*Problem to work on*
Reproduce the records from their start up to and including the line with "[[[222,70],[0,71],[0,177],[272,178],[272,68],[244,118]]]", substituting "nonzero" for "even-odd" and keeping everything else the same.

--- start Data listing ---

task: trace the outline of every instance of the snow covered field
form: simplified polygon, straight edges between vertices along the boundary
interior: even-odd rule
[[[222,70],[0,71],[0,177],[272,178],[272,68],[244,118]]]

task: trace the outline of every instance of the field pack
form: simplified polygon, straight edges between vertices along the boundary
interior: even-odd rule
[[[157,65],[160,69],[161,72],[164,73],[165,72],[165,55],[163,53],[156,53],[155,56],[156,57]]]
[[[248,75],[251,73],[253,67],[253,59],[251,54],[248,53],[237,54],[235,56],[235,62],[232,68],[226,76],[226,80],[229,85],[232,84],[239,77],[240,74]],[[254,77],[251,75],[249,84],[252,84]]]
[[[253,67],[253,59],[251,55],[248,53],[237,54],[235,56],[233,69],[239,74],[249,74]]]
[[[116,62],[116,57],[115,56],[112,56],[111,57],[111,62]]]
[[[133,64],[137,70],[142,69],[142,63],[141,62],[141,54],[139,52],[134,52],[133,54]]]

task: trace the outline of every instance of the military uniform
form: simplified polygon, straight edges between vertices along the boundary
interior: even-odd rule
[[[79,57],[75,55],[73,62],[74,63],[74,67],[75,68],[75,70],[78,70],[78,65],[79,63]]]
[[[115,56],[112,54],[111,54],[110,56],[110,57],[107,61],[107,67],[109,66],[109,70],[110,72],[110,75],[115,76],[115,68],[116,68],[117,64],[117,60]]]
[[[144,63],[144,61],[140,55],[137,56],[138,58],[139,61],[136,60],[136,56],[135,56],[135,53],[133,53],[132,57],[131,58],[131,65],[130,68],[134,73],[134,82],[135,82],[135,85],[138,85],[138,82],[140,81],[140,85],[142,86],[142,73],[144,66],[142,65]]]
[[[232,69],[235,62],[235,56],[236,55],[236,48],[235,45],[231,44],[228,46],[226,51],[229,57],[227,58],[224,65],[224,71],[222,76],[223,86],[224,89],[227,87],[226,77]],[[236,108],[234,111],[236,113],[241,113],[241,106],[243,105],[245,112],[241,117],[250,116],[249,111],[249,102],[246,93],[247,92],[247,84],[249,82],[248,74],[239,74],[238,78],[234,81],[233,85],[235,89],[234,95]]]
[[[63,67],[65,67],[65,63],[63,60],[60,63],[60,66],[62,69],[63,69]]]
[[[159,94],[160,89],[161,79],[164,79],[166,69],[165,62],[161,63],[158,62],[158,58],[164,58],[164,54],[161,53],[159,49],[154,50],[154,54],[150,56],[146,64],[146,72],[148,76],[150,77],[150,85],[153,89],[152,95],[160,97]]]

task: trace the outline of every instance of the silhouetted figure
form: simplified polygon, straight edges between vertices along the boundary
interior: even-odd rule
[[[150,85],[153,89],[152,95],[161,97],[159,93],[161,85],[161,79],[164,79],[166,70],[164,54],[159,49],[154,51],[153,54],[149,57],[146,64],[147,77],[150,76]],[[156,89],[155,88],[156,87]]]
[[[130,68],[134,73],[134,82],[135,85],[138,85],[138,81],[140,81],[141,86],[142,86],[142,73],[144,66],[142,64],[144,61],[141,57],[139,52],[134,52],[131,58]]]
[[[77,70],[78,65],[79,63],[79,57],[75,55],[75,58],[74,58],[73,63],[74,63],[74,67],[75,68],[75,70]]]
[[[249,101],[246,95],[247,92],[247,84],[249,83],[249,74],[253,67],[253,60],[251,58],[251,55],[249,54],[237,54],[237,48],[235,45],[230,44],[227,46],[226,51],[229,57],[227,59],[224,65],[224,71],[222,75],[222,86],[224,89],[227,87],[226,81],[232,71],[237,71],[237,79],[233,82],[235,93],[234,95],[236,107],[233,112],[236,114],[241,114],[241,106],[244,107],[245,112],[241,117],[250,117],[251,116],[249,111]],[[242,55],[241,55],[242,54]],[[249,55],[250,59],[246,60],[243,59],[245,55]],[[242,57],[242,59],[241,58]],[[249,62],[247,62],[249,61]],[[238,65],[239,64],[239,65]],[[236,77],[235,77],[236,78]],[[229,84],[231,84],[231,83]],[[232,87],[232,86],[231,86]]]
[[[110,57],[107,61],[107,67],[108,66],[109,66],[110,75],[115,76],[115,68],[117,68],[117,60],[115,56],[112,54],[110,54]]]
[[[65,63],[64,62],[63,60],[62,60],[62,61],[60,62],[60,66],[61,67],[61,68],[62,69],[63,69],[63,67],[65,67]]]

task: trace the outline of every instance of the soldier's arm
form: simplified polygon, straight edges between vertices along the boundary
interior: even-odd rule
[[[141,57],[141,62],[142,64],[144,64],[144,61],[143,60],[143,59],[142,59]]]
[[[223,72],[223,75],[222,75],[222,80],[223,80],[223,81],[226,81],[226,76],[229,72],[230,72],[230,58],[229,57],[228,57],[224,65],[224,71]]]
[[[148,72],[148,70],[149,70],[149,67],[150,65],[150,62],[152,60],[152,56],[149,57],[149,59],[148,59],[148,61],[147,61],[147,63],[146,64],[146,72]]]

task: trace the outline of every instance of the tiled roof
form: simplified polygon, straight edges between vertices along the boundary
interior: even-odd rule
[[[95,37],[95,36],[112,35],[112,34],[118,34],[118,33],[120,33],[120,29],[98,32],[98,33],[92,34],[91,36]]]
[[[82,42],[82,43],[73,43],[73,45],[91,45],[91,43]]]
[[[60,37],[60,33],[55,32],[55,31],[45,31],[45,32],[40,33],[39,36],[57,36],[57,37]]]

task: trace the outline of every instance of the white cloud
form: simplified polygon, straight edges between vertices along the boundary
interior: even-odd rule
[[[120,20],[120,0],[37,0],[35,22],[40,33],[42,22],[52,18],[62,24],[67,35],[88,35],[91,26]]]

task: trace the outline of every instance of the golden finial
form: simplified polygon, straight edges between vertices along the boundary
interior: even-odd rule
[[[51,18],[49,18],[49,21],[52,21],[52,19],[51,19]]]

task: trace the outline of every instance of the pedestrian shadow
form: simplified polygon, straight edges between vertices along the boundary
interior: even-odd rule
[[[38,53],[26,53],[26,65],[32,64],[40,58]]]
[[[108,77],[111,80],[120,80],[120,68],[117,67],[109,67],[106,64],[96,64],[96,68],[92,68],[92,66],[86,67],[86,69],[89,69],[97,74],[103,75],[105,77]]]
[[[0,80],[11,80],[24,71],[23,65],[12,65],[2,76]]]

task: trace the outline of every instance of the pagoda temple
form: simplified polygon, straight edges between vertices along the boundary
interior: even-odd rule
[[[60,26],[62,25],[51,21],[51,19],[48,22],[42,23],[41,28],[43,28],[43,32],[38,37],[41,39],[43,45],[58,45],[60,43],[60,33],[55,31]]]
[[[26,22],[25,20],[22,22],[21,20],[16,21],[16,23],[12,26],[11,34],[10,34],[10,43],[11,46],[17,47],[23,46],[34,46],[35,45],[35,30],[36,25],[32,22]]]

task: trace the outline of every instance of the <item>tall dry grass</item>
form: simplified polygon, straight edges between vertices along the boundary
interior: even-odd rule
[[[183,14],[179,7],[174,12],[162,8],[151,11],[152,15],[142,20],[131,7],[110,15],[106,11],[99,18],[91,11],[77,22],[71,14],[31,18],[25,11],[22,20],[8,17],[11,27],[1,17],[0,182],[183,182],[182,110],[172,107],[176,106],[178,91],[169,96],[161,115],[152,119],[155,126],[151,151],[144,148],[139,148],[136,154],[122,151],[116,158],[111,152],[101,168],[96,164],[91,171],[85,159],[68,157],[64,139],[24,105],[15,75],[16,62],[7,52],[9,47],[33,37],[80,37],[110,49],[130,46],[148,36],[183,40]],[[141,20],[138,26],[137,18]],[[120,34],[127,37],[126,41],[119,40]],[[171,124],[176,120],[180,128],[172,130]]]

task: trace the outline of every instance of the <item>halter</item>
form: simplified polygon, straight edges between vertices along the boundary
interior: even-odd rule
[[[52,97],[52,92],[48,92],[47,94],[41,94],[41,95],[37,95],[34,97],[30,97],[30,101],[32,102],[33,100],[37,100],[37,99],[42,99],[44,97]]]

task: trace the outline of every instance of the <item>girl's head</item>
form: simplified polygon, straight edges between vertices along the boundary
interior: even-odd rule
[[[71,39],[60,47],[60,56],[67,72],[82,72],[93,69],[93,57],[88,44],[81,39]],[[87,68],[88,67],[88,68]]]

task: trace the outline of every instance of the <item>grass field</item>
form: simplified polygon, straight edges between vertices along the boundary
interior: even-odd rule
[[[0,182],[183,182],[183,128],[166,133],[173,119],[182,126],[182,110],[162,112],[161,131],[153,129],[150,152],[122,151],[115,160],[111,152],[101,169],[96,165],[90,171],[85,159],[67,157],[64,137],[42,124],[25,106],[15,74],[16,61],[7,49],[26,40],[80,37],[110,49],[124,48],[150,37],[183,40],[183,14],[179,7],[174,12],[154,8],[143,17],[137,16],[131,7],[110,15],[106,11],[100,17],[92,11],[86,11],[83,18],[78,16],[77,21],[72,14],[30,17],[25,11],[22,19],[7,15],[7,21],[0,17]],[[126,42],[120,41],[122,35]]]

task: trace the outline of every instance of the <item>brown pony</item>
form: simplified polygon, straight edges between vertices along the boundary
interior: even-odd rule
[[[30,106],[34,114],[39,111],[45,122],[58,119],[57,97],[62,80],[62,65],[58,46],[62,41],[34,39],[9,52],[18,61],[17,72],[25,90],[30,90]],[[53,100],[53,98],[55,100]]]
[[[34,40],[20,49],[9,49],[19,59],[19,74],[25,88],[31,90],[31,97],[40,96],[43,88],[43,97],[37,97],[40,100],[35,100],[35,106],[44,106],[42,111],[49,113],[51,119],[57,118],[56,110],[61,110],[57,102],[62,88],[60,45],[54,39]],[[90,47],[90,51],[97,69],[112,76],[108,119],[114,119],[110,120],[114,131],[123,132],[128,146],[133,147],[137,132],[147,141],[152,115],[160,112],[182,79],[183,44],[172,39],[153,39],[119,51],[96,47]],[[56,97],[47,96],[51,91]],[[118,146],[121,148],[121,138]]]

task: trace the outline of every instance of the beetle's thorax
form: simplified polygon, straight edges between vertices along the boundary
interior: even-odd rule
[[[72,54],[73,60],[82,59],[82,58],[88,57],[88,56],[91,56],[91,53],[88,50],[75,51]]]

--- end Data listing ---

*Expected answer*
task: trace the outline of every instance of the snow covered field
form: simplified polygon, straight edges between vertices along the boundary
interior: nonzero rule
[[[222,70],[0,71],[0,177],[272,178],[272,68],[244,118]]]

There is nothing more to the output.